Give back every line of the material exactly. Skip the pictures.

◆ ◆ ◆ ◆ ◆

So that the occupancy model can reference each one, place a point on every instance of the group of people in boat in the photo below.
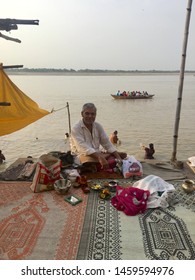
(132, 93)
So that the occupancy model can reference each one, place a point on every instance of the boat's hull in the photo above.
(149, 96)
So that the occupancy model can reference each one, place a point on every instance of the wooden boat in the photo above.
(141, 96)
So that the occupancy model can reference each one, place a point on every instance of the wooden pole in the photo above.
(180, 89)
(69, 123)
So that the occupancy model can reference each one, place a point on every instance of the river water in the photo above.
(137, 121)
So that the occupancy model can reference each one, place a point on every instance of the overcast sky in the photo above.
(99, 34)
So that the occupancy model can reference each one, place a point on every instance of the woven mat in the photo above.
(160, 234)
(43, 226)
(39, 226)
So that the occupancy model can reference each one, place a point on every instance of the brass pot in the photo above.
(188, 186)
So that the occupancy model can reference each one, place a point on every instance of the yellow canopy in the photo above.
(17, 110)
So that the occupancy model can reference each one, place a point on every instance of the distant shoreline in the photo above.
(58, 73)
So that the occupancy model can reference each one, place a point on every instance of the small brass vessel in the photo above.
(188, 186)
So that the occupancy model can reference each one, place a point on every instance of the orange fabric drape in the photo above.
(22, 110)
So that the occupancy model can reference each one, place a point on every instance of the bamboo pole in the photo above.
(180, 88)
(69, 123)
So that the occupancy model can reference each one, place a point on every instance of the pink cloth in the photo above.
(130, 200)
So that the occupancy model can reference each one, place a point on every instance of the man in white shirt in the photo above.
(88, 137)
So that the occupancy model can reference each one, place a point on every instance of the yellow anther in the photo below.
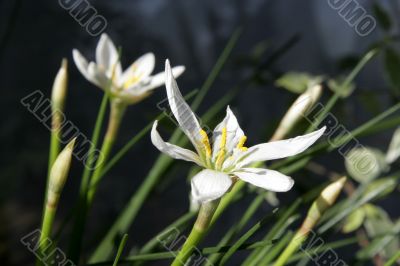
(221, 152)
(206, 143)
(134, 78)
(131, 81)
(241, 143)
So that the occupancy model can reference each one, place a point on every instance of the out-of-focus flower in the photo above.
(298, 110)
(225, 159)
(129, 86)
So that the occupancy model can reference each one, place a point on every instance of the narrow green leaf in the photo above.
(382, 16)
(120, 249)
(130, 212)
(243, 239)
(393, 152)
(296, 82)
(354, 221)
(392, 67)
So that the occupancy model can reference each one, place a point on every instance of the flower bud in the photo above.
(59, 90)
(298, 110)
(325, 200)
(59, 173)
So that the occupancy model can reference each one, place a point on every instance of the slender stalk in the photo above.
(79, 223)
(58, 176)
(392, 260)
(47, 225)
(58, 98)
(130, 212)
(326, 199)
(199, 230)
(116, 113)
(120, 249)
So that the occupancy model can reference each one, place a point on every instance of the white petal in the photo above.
(139, 70)
(173, 151)
(98, 76)
(184, 115)
(86, 69)
(107, 56)
(209, 185)
(234, 133)
(157, 80)
(279, 149)
(267, 179)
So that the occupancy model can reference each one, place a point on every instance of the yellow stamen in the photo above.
(206, 143)
(133, 79)
(241, 143)
(221, 152)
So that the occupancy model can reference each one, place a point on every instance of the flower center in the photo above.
(133, 79)
(216, 162)
(241, 143)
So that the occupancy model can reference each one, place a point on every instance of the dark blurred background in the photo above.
(36, 35)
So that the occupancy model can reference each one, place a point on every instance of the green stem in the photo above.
(89, 185)
(392, 260)
(198, 232)
(47, 224)
(128, 215)
(294, 244)
(116, 113)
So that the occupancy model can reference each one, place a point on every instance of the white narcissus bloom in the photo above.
(131, 85)
(225, 158)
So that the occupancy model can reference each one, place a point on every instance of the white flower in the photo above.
(226, 158)
(130, 86)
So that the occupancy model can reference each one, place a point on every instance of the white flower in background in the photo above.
(226, 158)
(131, 85)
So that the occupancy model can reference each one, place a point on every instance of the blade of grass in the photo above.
(74, 249)
(180, 223)
(393, 260)
(273, 253)
(238, 227)
(323, 248)
(344, 212)
(278, 228)
(169, 255)
(349, 78)
(120, 249)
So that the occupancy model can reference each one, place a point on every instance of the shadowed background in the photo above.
(35, 36)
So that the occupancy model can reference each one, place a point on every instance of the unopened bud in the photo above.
(298, 110)
(59, 91)
(325, 200)
(59, 173)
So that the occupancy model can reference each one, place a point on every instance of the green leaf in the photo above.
(128, 215)
(385, 233)
(388, 183)
(392, 68)
(339, 86)
(296, 82)
(382, 16)
(393, 152)
(120, 249)
(354, 221)
(364, 164)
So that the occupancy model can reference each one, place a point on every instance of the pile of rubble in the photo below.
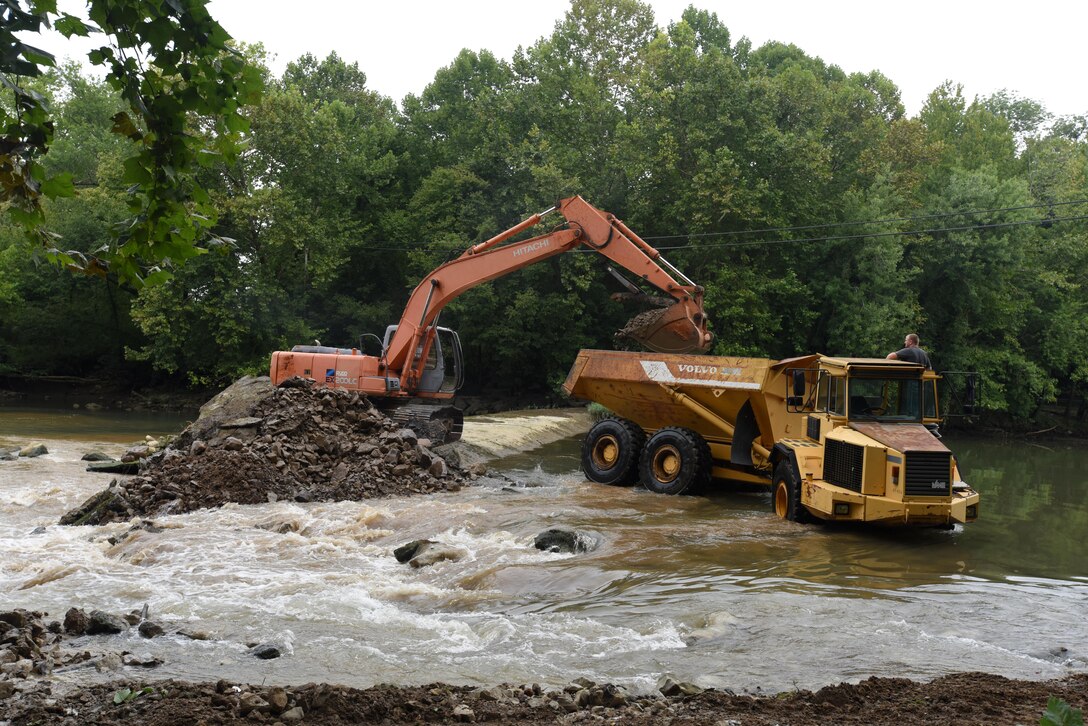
(256, 443)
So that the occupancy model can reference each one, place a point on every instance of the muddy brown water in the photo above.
(708, 589)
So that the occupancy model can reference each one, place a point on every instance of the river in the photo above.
(708, 589)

◆ ◆ ◆ ◆ ◆

→ EXERCISE RESULT:
So that the occupancy model can reference each one, place a point on every instance of the group of people in boat in the photo below.
(132, 93)
So that the occupancy model can reference each one, place a point on every instance of the boat's hull in the photo above.
(149, 96)
So that the occupancy model can reference each one, place a point on every instance of the wooden boat in the photo above.
(141, 96)
So that the occupancy model can reference each one, place a point on every instance of the wooden pole in the photo above.
(180, 89)
(69, 123)
So that the occupancy model can reference each one, place a point on every instance of the river water in the photo above.
(137, 121)
So that the occupancy model can reference each one, place a point on every instance of the overcast sky in the photo above.
(99, 34)
So that the occupancy model can reference each one, place a point on every instance of the woven mat in the photo above.
(160, 234)
(43, 226)
(39, 226)
So that the occupancy model can reference each one, place a point on every instance of the brass pot in the photo above.
(188, 186)
So that the occupancy model can reference each one, place a point on every instance of the yellow canopy in the photo above.
(17, 110)
So that the occupancy model can reference each one, place a point on every instance of the distant shoreline in the photo above.
(58, 73)
So that the occupancy model can reference each one, place a point on every instance of the small brass vessel in the photo above.
(188, 186)
So that the occupancy model can reference each one, place a point on every instance of the orange fabric drape in the photo above.
(22, 110)
So that the occupancy model can reference each one, place a point on every instance of the bamboo pole in the photo above.
(180, 88)
(69, 123)
So that the occupancy model can reference each one, place a point on every instance of the pink cloth in the photo above.
(130, 200)
So that the occupancy model can reference each one, place a point on every instance of the man in white shirt in the photo above.
(88, 137)
So that the occupancy model can reference each one, place a point on every instance of the yellow anther in the photo below.
(221, 152)
(206, 143)
(134, 78)
(131, 81)
(241, 143)
So that the occupancy model can reference each one, place a point on every instance of the out-of-focus flower in the photo above.
(298, 110)
(225, 159)
(129, 86)
So that the occupancy model can reference each one, place a point on every instance of the narrow green leaf in the photo above.
(382, 16)
(120, 249)
(130, 212)
(243, 239)
(393, 152)
(296, 82)
(354, 221)
(392, 67)
So that the occupancy model can reference each one, place a point on every instance of the flower bud in the photo above.
(59, 90)
(298, 110)
(325, 200)
(59, 173)
So that the occupancy model can reference each one, place a point on every instance of the slender stalk in the photo above.
(79, 223)
(58, 176)
(392, 260)
(47, 225)
(58, 98)
(130, 212)
(326, 199)
(199, 230)
(116, 113)
(120, 249)
So that the occupancy model can reference each one, place a point on every instance of the white petal in the photo above.
(139, 70)
(173, 151)
(98, 76)
(184, 115)
(86, 69)
(107, 56)
(209, 185)
(234, 133)
(157, 80)
(279, 149)
(267, 179)
So that the occupancy model can reference each one, place a point on every instance of the yellow stamen in the photo above.
(206, 143)
(133, 79)
(241, 143)
(221, 152)
So that the occupancy model can reference each one, place a point on every instance of the flower center in the photo above.
(133, 79)
(216, 162)
(241, 143)
So that the occupancy model can reference each one, place a point on every instance of the dark blurred background in the photo above.
(36, 35)
So that the occupancy model can reference each one, place a point on every instance of the green stem in the photo above.
(89, 185)
(392, 260)
(198, 232)
(47, 224)
(128, 215)
(294, 244)
(116, 113)
So that the occupancy model can reference each one, place a point on every instance of the white narcissus bloom in the photo above.
(131, 85)
(225, 158)
So that the occupancy model can reference each one, place a point on every instance of the white flower in the photo above.
(226, 158)
(130, 86)
So that the occupancy model can reference each one, place a point on every instance of the white flower in background in the photo above.
(226, 158)
(131, 85)
So that the occupancy model can reference each one, place a point on every instance of the blade of grass in the photo above.
(74, 249)
(180, 223)
(393, 260)
(273, 253)
(238, 227)
(323, 248)
(344, 212)
(278, 228)
(169, 255)
(349, 78)
(120, 249)
So that the occupancy model can reference each one, place a point on every instance of the shadowed background in the photo above.
(35, 36)
So that the occupancy model can reference each one, place a point on every instance of the unopened bud in the photo above.
(298, 110)
(59, 91)
(325, 200)
(59, 173)
So that the occupancy model can reference each one, place a point on every instance of the green leaf in the photo above.
(128, 215)
(385, 233)
(388, 183)
(392, 68)
(339, 86)
(296, 82)
(382, 16)
(393, 152)
(120, 249)
(354, 221)
(364, 164)
So that the occupancy model can reference each one, place a point on every instance of the pile of rubble in the photo below.
(256, 443)
So that the occupancy model can reference each one, place a point on every instance of the muddy brown water in the photo above.
(708, 589)
So that the occupancy model can reference each one, place a point on every instance of the river in the photo above.
(708, 589)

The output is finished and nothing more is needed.